(GIVEN TASK): Edit the data below by changing each "Match this sample" to "Follow this pattern", keeping every other line unchanged.

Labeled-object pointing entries
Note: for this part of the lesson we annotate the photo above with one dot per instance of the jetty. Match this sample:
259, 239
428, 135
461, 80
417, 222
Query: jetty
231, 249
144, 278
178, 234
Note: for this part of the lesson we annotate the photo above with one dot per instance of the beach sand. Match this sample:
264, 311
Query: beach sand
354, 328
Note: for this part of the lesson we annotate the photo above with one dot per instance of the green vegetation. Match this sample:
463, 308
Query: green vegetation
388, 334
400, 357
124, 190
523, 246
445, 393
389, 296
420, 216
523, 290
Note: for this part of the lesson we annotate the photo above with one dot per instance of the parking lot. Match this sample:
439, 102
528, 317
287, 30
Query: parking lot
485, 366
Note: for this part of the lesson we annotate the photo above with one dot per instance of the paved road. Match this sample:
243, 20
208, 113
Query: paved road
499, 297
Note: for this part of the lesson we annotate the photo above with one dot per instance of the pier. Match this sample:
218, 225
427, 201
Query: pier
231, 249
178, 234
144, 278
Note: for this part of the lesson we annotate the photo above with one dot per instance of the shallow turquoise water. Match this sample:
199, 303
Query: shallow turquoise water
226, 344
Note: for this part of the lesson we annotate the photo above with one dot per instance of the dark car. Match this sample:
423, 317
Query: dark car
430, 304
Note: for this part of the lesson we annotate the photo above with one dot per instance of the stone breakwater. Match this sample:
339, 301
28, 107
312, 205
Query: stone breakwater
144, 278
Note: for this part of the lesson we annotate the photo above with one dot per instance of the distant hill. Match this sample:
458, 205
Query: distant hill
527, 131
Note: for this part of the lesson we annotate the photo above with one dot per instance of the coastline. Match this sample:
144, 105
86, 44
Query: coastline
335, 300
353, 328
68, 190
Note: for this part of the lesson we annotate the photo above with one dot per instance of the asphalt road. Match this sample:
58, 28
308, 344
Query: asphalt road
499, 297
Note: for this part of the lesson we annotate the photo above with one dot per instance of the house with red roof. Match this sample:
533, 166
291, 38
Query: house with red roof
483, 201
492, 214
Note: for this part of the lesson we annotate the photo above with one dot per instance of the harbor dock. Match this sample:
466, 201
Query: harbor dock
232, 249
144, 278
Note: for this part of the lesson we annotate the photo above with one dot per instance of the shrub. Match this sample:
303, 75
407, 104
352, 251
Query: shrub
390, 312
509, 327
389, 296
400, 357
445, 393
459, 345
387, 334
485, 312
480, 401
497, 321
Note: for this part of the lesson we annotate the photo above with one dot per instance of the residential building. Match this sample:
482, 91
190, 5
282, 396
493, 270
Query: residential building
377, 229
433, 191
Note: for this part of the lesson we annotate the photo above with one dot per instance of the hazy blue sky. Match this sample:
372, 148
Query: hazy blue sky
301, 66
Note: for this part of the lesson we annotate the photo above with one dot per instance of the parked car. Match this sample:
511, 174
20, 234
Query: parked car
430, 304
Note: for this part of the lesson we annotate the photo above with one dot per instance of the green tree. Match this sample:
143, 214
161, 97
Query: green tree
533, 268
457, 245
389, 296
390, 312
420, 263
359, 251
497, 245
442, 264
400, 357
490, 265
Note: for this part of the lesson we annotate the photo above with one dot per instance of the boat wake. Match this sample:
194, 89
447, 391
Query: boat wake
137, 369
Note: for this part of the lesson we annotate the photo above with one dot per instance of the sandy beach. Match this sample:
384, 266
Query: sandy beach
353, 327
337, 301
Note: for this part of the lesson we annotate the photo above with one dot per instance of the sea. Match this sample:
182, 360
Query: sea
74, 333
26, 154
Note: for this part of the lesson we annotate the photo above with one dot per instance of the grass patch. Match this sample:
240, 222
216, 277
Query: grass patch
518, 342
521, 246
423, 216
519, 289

(COMPLETE RESPONSE):
Note: for this part of the lesson we annotate the photo above with one dot per instance of the jetty. Follow this pattern:
259, 239
428, 135
461, 80
417, 222
Query: jetty
231, 249
144, 278
178, 234
Note: for this part of the lesson we annotate the photo above with one dot per instance of the beach sand. Follow this pattern:
264, 311
Query: beach sand
354, 328
Note: for this part of the lesson we annotate the photo above with one dot per instance of the green vegetation. Follow this pattern:
463, 308
Query: green vegetation
388, 334
400, 357
124, 190
523, 246
445, 393
389, 296
420, 216
523, 290
Note: for this part of the lesson we annotate the photo above with one dot per instance of the parking lot. Follow this pattern:
439, 102
528, 317
287, 30
Query: parking lot
485, 366
Note: for this part of the lesson we annotate the photo above with one dot per instance of the paved road. Follow this pattern:
243, 20
208, 113
Query: paved road
499, 297
Note: for this part of the lesson we annotate the photo above with one dot per instance of the pier. Follow this pattern:
218, 225
427, 201
Query: pier
231, 249
178, 234
144, 278
Note: for this part of the lesson we annotate the photo above with one dot per instance of the shallow turquoise water. Follow this pattern:
199, 303
Query: shallow turquoise water
226, 344
Note: for this part of the lesson we annotate the photo above with one dot per instance of the dark car. Follow this pattern:
423, 317
Query: dark car
430, 304
Note: for this part of the lesson we annotate the photo above with one dot per instance of the stone breakwater. Follow this pattern:
339, 301
28, 107
312, 205
Query: stone breakwater
144, 278
Note: for this part of the lesson we annotate the photo above with one dot per instance of the distant hill. Follow this pattern:
458, 205
Query: distant hill
527, 131
Note: for this part of the lesson we annotate the photo above with one dot per instance of the coastline. Follow this pattern:
144, 105
86, 44
Query: coastline
335, 300
353, 328
68, 190
Note: for this part of the lesson we annotate the photo above with one dot per instance of the asphalt road. Follow this pattern:
58, 28
308, 344
Query: asphalt road
499, 297
Note: for this part of the lesson we annotate the photo above with one dot per instance of the house with red roof. Follow this pattern:
533, 166
291, 38
Query: house with red roof
483, 201
492, 214
Note: for this part of the lesson we annotate the photo above with one dot per instance of the harbor dock. Follow this pattern:
466, 201
Query: harbor dock
232, 249
144, 278
Note: for this part of the lesson we annotate the photo above with one dot per instance of the shrub. Follow this pattern:
303, 75
407, 104
352, 251
Query: shrub
390, 312
509, 327
389, 296
400, 357
445, 393
459, 345
387, 334
485, 312
480, 401
497, 321
Note: for this part of the lesson we annotate the photo above with one dot per instance of the residential building. Follow this pattern:
482, 91
190, 5
282, 396
493, 270
Query: residential building
377, 229
433, 191
Note: for this part of the lesson we annotate the photo above with one dot per instance of the hazy blue sky. Follow this pattern:
372, 148
Query: hazy blue sky
301, 66
Note: for this part of the lesson we annotate the photo above with one dot per instance of the parked car. Follow this pattern:
511, 174
20, 234
Query: parked car
430, 304
Note: for this part of the lesson we annotate the photo above with one dot per instance of the green tree. Follow this pattern:
143, 214
161, 97
Query: green tree
533, 268
457, 245
389, 296
390, 312
420, 263
359, 251
497, 245
442, 264
400, 357
490, 265
Note: for this part of the lesson we annotate the photo above with one dot per instance of the boat wake. Follow this pattern:
194, 89
447, 391
Query: boat wake
137, 369
Note: for this part of the lesson we annotate the photo above with one dot per instance of the sandy beach. Follow this pattern:
384, 266
Query: sandy beach
353, 327
337, 301
Note: for this part of the lesson we annotate the photo above with one dot per instance of the sea. Follow this pattern:
182, 360
Query: sea
74, 333
26, 154
Note: for this part of the lesson we annotate the photo above with one dot per instance of the grass patch. Follow this pattern:
240, 222
216, 277
Query: grass patch
518, 342
521, 246
423, 216
519, 289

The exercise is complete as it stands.